Please retype all of the following entries exactly.

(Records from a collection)
========
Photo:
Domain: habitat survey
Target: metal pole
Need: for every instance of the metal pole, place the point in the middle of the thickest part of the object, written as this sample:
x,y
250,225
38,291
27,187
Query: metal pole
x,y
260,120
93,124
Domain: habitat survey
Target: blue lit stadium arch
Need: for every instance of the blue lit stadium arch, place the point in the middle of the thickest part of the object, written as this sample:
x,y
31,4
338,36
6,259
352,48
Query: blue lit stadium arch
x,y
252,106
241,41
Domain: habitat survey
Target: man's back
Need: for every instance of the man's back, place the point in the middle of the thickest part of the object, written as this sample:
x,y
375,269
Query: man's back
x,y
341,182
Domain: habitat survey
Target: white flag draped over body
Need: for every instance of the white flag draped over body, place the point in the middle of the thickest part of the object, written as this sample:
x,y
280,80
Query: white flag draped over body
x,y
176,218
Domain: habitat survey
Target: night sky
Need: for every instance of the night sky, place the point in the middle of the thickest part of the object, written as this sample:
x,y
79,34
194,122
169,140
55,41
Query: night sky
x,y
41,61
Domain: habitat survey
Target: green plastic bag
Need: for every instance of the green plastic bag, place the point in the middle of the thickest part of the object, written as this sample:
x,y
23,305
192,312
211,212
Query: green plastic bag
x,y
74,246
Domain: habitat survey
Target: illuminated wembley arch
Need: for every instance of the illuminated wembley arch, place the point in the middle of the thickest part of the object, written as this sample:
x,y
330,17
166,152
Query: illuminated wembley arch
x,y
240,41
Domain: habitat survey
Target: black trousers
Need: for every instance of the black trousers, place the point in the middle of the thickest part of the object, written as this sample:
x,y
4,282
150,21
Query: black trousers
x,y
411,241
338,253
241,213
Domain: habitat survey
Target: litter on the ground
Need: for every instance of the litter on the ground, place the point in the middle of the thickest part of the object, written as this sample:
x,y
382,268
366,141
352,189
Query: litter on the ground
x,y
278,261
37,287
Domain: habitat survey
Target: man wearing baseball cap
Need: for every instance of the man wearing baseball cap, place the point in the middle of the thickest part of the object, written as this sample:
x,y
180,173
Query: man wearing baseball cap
========
— Exercise answer —
Photo:
Domain: habitat survey
Target: metal pole
Need: for every instance of the metal pole, place the point in the middle of the thickest part of the object, written as this sample:
x,y
250,225
38,291
27,187
Query: metal pole
x,y
260,120
93,124
Domain: habitat survey
Target: blue lit stadium arch
Need: for every instance of the blue lit stadium arch, place the point in the middle of the thickest part of the object, written as this sample:
x,y
31,4
338,36
6,259
352,48
Query: blue lit stadium arch
x,y
252,106
241,41
Domain: habitat survey
Target: man's back
Need: for every instance of the man's back, place the point in the middle of the thickest part of the object, written as this sample:
x,y
375,269
Query: man's back
x,y
341,182
Domain: habitat survey
Target: white flag draped over body
Need: for every instance of the white flag draped over body, place the point in the middle of the thickest part of the object, written as this sample:
x,y
280,80
Query: white flag draped over body
x,y
176,218
Domain: habitat survey
Target: night sky
Need: for every instance of the night sky, place the point in the middle of the thickest part of the object, written as this sample:
x,y
79,34
194,122
169,140
55,41
Query: night sky
x,y
41,61
Domain: habitat survey
Target: green plastic bag
Need: for every instance of the green plastic bag, place the point in the middle of the thickest part of the object, written as this sample:
x,y
23,305
192,312
211,212
Query: green plastic bag
x,y
74,246
Domain: habitat survey
Target: illuminated wembley arch
Need: for every instance of the illuminated wembley arch, place the point in the middle of the thickest part of the object, written as this sample:
x,y
330,17
166,152
Query: illuminated wembley arch
x,y
240,41
Domain: habitat survey
Target: black trousers
Need: for every instance of the black trousers, place the point in the middle of the thickest part of the object, written as this sample:
x,y
4,282
150,21
Query: black trousers
x,y
411,241
338,253
241,213
Domain: habitat survey
Target: litter on the ground
Need: for every instance of the litter on the ground, place the point in the middle of the thickest part of the object, written as this sample:
x,y
382,268
366,141
352,189
Query: litter on the ground
x,y
278,261
37,287
Domain: habitat survey
Target: man wearing baseball cap
Need: for every instance of the man wearing baseball cap, place the point in the middle of the thickest part of the object, written as this sample:
x,y
180,173
Query: man wearing baseball cap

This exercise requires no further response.